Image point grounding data
---------------

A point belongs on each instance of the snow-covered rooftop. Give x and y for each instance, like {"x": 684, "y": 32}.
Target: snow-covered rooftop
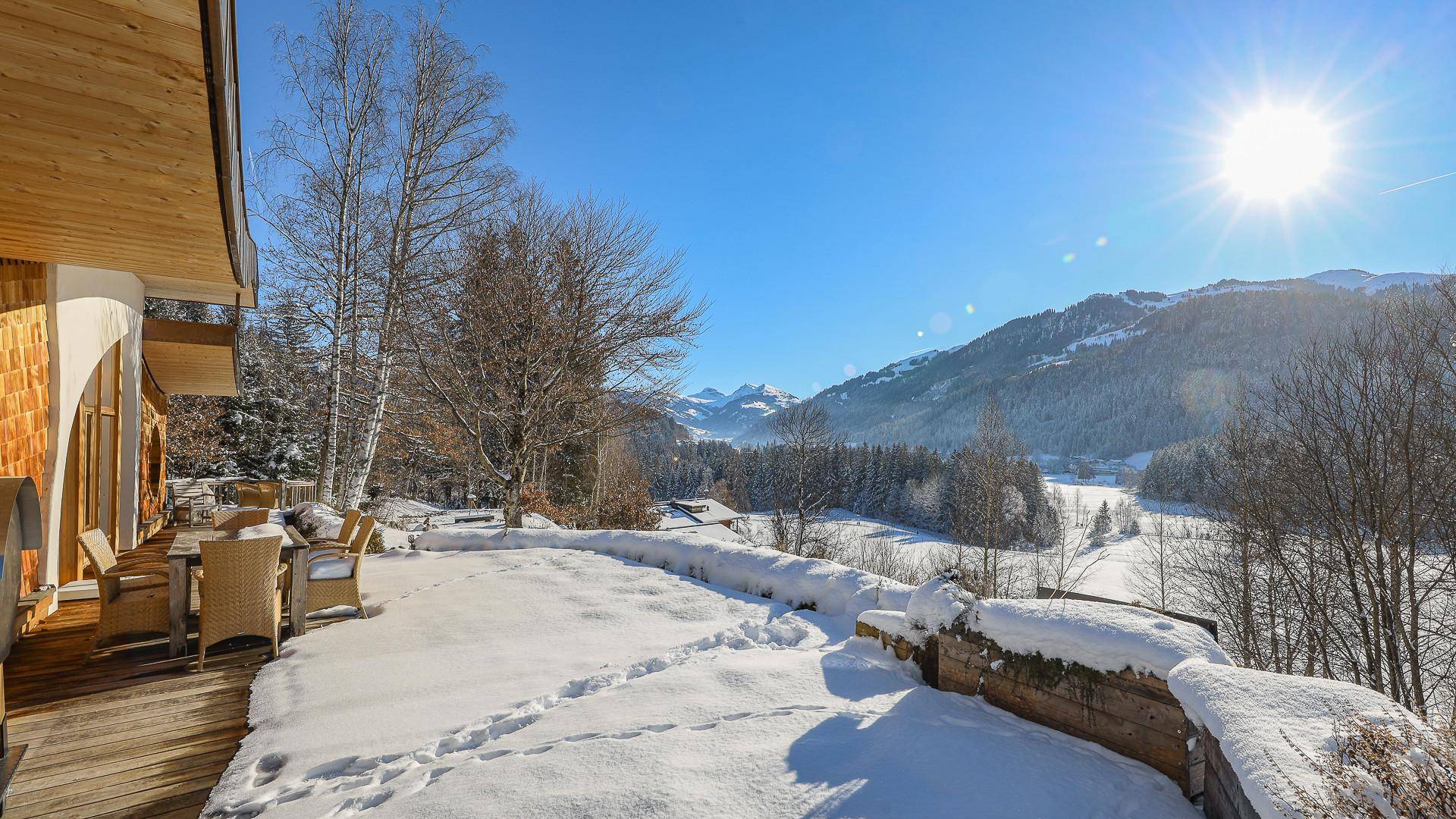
{"x": 693, "y": 512}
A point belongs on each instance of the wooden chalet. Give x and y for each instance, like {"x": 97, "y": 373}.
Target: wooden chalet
{"x": 120, "y": 180}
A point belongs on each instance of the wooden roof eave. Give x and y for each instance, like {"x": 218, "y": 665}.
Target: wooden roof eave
{"x": 191, "y": 357}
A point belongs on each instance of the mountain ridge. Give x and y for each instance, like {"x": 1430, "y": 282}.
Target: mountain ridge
{"x": 712, "y": 414}
{"x": 1110, "y": 375}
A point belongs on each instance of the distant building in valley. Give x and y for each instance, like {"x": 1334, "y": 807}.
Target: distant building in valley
{"x": 704, "y": 516}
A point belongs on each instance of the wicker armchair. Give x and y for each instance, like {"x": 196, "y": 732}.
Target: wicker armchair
{"x": 229, "y": 519}
{"x": 270, "y": 494}
{"x": 334, "y": 575}
{"x": 346, "y": 535}
{"x": 133, "y": 591}
{"x": 237, "y": 585}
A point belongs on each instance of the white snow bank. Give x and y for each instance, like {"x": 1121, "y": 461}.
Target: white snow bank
{"x": 1273, "y": 726}
{"x": 829, "y": 588}
{"x": 938, "y": 604}
{"x": 1100, "y": 635}
{"x": 893, "y": 624}
{"x": 316, "y": 519}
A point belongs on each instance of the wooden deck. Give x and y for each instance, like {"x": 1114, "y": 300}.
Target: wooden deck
{"x": 131, "y": 733}
{"x": 128, "y": 735}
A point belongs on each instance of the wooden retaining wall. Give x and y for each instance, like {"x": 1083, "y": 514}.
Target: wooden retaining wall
{"x": 1130, "y": 714}
{"x": 1134, "y": 716}
{"x": 1223, "y": 796}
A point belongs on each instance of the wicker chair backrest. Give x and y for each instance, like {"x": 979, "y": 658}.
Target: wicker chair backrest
{"x": 351, "y": 521}
{"x": 98, "y": 551}
{"x": 363, "y": 535}
{"x": 239, "y": 588}
{"x": 224, "y": 519}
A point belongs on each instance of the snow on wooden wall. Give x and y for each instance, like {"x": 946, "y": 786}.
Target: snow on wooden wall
{"x": 25, "y": 410}
{"x": 1133, "y": 714}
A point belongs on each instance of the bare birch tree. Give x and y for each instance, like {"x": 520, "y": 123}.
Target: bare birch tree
{"x": 802, "y": 487}
{"x": 325, "y": 150}
{"x": 440, "y": 172}
{"x": 563, "y": 322}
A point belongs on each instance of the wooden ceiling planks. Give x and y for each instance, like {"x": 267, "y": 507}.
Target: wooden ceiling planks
{"x": 191, "y": 357}
{"x": 107, "y": 149}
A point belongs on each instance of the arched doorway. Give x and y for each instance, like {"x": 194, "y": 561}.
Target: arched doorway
{"x": 89, "y": 494}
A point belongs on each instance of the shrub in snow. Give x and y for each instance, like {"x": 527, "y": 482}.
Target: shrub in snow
{"x": 1382, "y": 768}
{"x": 938, "y": 604}
{"x": 1101, "y": 526}
{"x": 1320, "y": 748}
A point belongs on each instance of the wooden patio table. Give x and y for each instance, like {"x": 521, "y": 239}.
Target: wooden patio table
{"x": 187, "y": 553}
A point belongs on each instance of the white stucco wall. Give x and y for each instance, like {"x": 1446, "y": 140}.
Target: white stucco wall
{"x": 89, "y": 311}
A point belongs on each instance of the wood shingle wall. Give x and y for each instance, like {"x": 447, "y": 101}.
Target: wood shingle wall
{"x": 25, "y": 376}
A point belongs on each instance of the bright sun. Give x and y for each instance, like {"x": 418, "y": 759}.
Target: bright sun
{"x": 1277, "y": 152}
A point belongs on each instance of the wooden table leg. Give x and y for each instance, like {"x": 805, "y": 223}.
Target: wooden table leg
{"x": 180, "y": 598}
{"x": 299, "y": 594}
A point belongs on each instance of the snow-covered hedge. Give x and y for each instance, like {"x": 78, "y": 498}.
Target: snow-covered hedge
{"x": 1279, "y": 735}
{"x": 829, "y": 588}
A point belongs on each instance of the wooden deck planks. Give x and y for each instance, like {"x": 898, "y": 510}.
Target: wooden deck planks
{"x": 130, "y": 733}
{"x": 127, "y": 735}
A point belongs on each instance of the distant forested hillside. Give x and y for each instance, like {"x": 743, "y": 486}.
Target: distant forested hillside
{"x": 1107, "y": 376}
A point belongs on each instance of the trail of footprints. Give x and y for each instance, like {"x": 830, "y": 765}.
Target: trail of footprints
{"x": 370, "y": 781}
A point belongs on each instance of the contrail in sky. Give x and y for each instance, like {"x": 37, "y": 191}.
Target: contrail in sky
{"x": 1421, "y": 183}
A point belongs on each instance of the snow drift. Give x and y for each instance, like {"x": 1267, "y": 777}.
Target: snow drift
{"x": 829, "y": 588}
{"x": 1274, "y": 729}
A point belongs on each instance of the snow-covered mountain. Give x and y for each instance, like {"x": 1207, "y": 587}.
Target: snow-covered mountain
{"x": 711, "y": 414}
{"x": 1111, "y": 375}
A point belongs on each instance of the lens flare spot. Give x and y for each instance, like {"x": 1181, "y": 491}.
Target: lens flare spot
{"x": 1277, "y": 152}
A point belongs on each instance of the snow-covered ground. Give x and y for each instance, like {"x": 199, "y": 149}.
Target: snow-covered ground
{"x": 563, "y": 682}
{"x": 1106, "y": 572}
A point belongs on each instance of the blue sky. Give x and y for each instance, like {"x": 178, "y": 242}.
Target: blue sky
{"x": 846, "y": 175}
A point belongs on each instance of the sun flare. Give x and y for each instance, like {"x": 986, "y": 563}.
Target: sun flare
{"x": 1276, "y": 153}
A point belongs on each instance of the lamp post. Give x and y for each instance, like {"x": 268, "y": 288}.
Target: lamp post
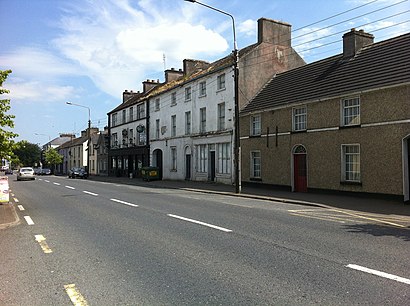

---------------

**Exercise directions:**
Would you please print out all the records above exactly, minus any pictures?

**Expected answer:**
A point belongs on each instance of the snow-covered rooftop. Give x and y for each instance, like {"x": 684, "y": 32}.
Target: snow-covered rooftop
{"x": 693, "y": 512}
A point belongs on each instance of the wooden chalet. Give x and y for each instance, like {"x": 97, "y": 373}.
Target: wooden chalet
{"x": 120, "y": 180}
A point belongs on each instance of the wooden roof eave. Give x and y for each instance, like {"x": 218, "y": 665}.
Target: wooden roof eave
{"x": 191, "y": 357}
A point belongs on each instance of the mountain ridge. Give x and y for each instance, like {"x": 1430, "y": 282}.
Target: mountain ridge
{"x": 712, "y": 414}
{"x": 1110, "y": 375}
A point belongs on each instance of the distant building in valley. Give x and y for each instance, like {"x": 1334, "y": 807}.
Target: distant building in valley
{"x": 704, "y": 516}
A point belongs on each instance of the wicker armchair. Give x and y for each instance, like {"x": 196, "y": 732}.
Target: wicker armchair
{"x": 229, "y": 519}
{"x": 270, "y": 494}
{"x": 334, "y": 575}
{"x": 346, "y": 535}
{"x": 133, "y": 591}
{"x": 237, "y": 585}
A point belongs on each instance of the white snow bank. Give x and y for each instance, like {"x": 1121, "y": 461}.
Target: white snow bank
{"x": 1273, "y": 726}
{"x": 829, "y": 588}
{"x": 938, "y": 604}
{"x": 1100, "y": 635}
{"x": 893, "y": 624}
{"x": 316, "y": 519}
A point belongs on each instance of the wooden deck. Give x and y for each instance, like {"x": 1114, "y": 300}.
Target: wooden deck
{"x": 131, "y": 733}
{"x": 128, "y": 735}
A point belongs on each instance of the wooden retaining wall. Give x and y for each instance, like {"x": 1083, "y": 514}.
Target: wooden retaining wall
{"x": 1130, "y": 714}
{"x": 1134, "y": 716}
{"x": 1223, "y": 796}
A point belongs on each instance of the wicker chair backrest. Give x and y for each instance, like {"x": 979, "y": 658}.
Target: wicker chair backrest
{"x": 351, "y": 521}
{"x": 98, "y": 551}
{"x": 363, "y": 535}
{"x": 239, "y": 588}
{"x": 224, "y": 519}
A point belongs on each instance of the snow on wooden wall. Give x and y for each instance, like {"x": 946, "y": 786}.
Target: snow on wooden wall
{"x": 25, "y": 410}
{"x": 1133, "y": 714}
A point belongs on each instance of the bare birch tree. Give x and y for each instance, like {"x": 520, "y": 123}.
Target: bare birch tree
{"x": 802, "y": 487}
{"x": 325, "y": 150}
{"x": 440, "y": 172}
{"x": 563, "y": 322}
A point belongs on each instance of the wooden ceiling planks. Give x and y for each instance, like {"x": 267, "y": 507}.
Target: wooden ceiling planks
{"x": 191, "y": 357}
{"x": 107, "y": 149}
A point belongs on each instance of the arched doorway. Give x and y for each instance, like {"x": 194, "y": 561}.
Target: arched doorway
{"x": 89, "y": 494}
A point belongs on each instance of the shrub in snow. Give x and y for each instance, like {"x": 527, "y": 482}.
Target: shrub in snow
{"x": 1382, "y": 768}
{"x": 938, "y": 604}
{"x": 1101, "y": 526}
{"x": 1320, "y": 748}
A point belongs on each instance of the wooden patio table. Give x and y for each instance, like {"x": 521, "y": 239}.
Target: wooden patio table
{"x": 187, "y": 553}
A point belongs on each instance of the white stucco wall. Give x and y for each instance, like {"x": 1446, "y": 140}.
Target: white stucco wall
{"x": 89, "y": 311}
A point belongs on each instance of the wood shingle wall. Give x and y for each instance, like {"x": 447, "y": 101}.
Target: wood shingle wall
{"x": 25, "y": 376}
A point belongs on each instance of the bright sun. Give x and y for each instance, like {"x": 418, "y": 759}.
Target: bright sun
{"x": 1277, "y": 152}
A point belongs on each instance of the wooden table leg. Give x and y for each instance, like {"x": 805, "y": 223}.
Target: wooden table leg
{"x": 180, "y": 598}
{"x": 299, "y": 594}
A point belongs on each instance of the snow-covered hedge. Give x and y for each instance, like {"x": 78, "y": 498}.
Target: snow-covered hedge
{"x": 1279, "y": 735}
{"x": 829, "y": 588}
A point belongs on each instance of the wooden deck planks. Give x and y for each instance, like {"x": 898, "y": 510}.
Target: wooden deck planks
{"x": 130, "y": 733}
{"x": 127, "y": 735}
A point belongs on each instance of the distant forested hillside. Give x and y for each instance, like {"x": 743, "y": 486}.
Target: distant forested hillside
{"x": 1107, "y": 376}
A point belongs on each instance of the trail of footprints. Give x and y for each instance, like {"x": 830, "y": 765}.
Target: trail of footprints
{"x": 370, "y": 781}
A point belongs on each instance of the contrail in sky. Give x and y for each instance, like {"x": 37, "y": 191}.
Target: contrail in sky
{"x": 1421, "y": 183}
A point belongs on each instance of the snow drift. Give x and y for each instance, like {"x": 1267, "y": 777}.
Target: snow drift
{"x": 829, "y": 588}
{"x": 1274, "y": 729}
A point belongs on each instance of the snow-covered mountain. Give x and y for each instance, like {"x": 1207, "y": 587}.
Target: snow-covered mountain
{"x": 711, "y": 414}
{"x": 1111, "y": 375}
A point belongs on each instance of the lens flare spot. Give x and y for each instance, like {"x": 1181, "y": 491}.
Target: lens flare spot
{"x": 1277, "y": 152}
A point belongs on each instance of the snow-covered ground. Give x and y for each instance, like {"x": 199, "y": 149}.
Target: snow-covered ground
{"x": 563, "y": 682}
{"x": 1106, "y": 572}
A point belongs on each instance of the blue sky. Give x and y for each instance, like {"x": 178, "y": 242}.
Target: blue sky
{"x": 846, "y": 175}
A point belongs on each instance of the sun flare. Give x and y for each instance, like {"x": 986, "y": 563}.
Target: sun flare
{"x": 1276, "y": 153}
A point belongs on each instance of the lamp post. Give x and y for each instance, like {"x": 268, "y": 288}.
Target: lamp post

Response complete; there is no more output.